■ SHORT PROBLEM: Without altering anything, output the material below.

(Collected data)
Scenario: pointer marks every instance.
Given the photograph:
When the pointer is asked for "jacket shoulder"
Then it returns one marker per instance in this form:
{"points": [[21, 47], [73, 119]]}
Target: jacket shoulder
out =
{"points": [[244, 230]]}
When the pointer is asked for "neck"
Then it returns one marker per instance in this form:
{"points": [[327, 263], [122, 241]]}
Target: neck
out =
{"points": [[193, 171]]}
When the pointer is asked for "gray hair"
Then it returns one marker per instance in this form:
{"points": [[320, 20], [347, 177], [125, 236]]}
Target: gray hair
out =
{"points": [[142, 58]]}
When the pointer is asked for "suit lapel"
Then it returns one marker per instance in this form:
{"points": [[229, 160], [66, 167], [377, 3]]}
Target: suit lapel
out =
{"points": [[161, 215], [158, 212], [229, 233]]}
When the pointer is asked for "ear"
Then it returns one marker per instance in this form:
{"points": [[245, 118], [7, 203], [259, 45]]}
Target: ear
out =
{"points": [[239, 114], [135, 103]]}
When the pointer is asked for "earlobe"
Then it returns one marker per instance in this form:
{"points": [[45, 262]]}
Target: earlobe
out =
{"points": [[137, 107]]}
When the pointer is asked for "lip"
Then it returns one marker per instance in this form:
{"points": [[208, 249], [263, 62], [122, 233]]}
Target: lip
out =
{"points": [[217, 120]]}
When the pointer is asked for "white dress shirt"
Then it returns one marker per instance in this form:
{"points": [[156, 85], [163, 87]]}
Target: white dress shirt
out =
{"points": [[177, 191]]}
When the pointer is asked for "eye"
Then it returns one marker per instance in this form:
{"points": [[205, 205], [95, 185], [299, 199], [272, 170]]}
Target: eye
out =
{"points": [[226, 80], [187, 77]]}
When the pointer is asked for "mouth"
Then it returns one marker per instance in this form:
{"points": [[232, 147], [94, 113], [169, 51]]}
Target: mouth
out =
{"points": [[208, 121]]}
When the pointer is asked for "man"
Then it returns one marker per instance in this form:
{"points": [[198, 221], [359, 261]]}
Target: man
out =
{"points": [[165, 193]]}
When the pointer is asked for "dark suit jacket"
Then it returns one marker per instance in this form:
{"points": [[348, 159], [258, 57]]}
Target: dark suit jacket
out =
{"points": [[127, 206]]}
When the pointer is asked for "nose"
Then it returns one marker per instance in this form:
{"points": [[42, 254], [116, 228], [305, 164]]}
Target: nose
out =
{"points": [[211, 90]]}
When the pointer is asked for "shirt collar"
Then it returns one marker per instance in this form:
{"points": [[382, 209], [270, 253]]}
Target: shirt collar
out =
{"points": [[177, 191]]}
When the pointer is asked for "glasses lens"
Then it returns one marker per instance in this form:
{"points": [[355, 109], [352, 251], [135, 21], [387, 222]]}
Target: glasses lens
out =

■ EXERCISE RESPONSE:
Scenario: pointer marks every instance.
Given the photograph:
When the pointer is asked for "jacket shoulder"
Then it returns one marker per instance in this form:
{"points": [[21, 47], [73, 119]]}
Target: jacket shoulder
out =
{"points": [[244, 230]]}
When the pointer is asked for "neck"
Then it returns one marker per instance in this form:
{"points": [[327, 263], [122, 241]]}
Target: neck
out =
{"points": [[193, 171]]}
When the pointer is asked for "gray hair"
Then it returns one marker per instance in this form:
{"points": [[320, 20], [347, 177], [125, 236]]}
Target: gray hair
out =
{"points": [[142, 58]]}
When the pointer is asked for "suit lapel"
Then it returns one marker per instance in this form:
{"points": [[229, 160], [66, 167], [377, 3]]}
Target: suit lapel
out =
{"points": [[161, 215], [158, 212], [229, 233]]}
When the pointer is asked for "ear"
Then it returns one marker per instance in this form:
{"points": [[245, 118], [7, 203], [259, 45]]}
Target: ear
out =
{"points": [[239, 114], [135, 103]]}
When the pointer is asked for "earlobe"
Then it returns one marker per instance in this form:
{"points": [[45, 262]]}
Target: earlobe
out =
{"points": [[137, 107]]}
When the pointer is asked for "lip"
Then it returns one marker per instance in this form:
{"points": [[208, 249], [263, 62], [122, 233]]}
Target: lip
out =
{"points": [[217, 120]]}
When the pointer is asked for "white dress shirt"
Then it returns one marker per instance in this form:
{"points": [[156, 85], [163, 87]]}
Target: white dress shirt
out =
{"points": [[177, 191]]}
When the pointer is asked for "eye"
Then it returns one marker per instance in this form:
{"points": [[205, 205], [95, 185], [299, 199], [272, 170]]}
Target: eye
out =
{"points": [[226, 80], [187, 77]]}
When the pointer is asked for "mouth"
Then it returns one marker per instance in this form:
{"points": [[232, 147], [94, 113], [169, 51]]}
Target: mouth
out =
{"points": [[208, 121]]}
When the pointer is asked for "man"
Then it returns one marker per instance in this form:
{"points": [[198, 221], [359, 261]]}
Target: man
out =
{"points": [[165, 193]]}
When the pointer is asked for "dark suit jacket"
Then it returns one marker per instance in this form:
{"points": [[348, 159], [258, 57]]}
Target: dark suit jacket
out =
{"points": [[127, 206]]}
When the pointer is asked for "nose"
Then it returns one marker per instance in this form:
{"points": [[42, 254], [116, 228], [305, 164]]}
Target: nose
out =
{"points": [[211, 90]]}
When the pointer is asked for "shirt collar"
Then it returns one marker per instance in this form:
{"points": [[382, 209], [270, 253]]}
Target: shirt collar
out =
{"points": [[177, 191]]}
When the pointer is asked for "glasses lens"
Then it returns one marker per instance in this form:
{"points": [[355, 109], [352, 251], [135, 21], [387, 222]]}
Target: glasses lens
out =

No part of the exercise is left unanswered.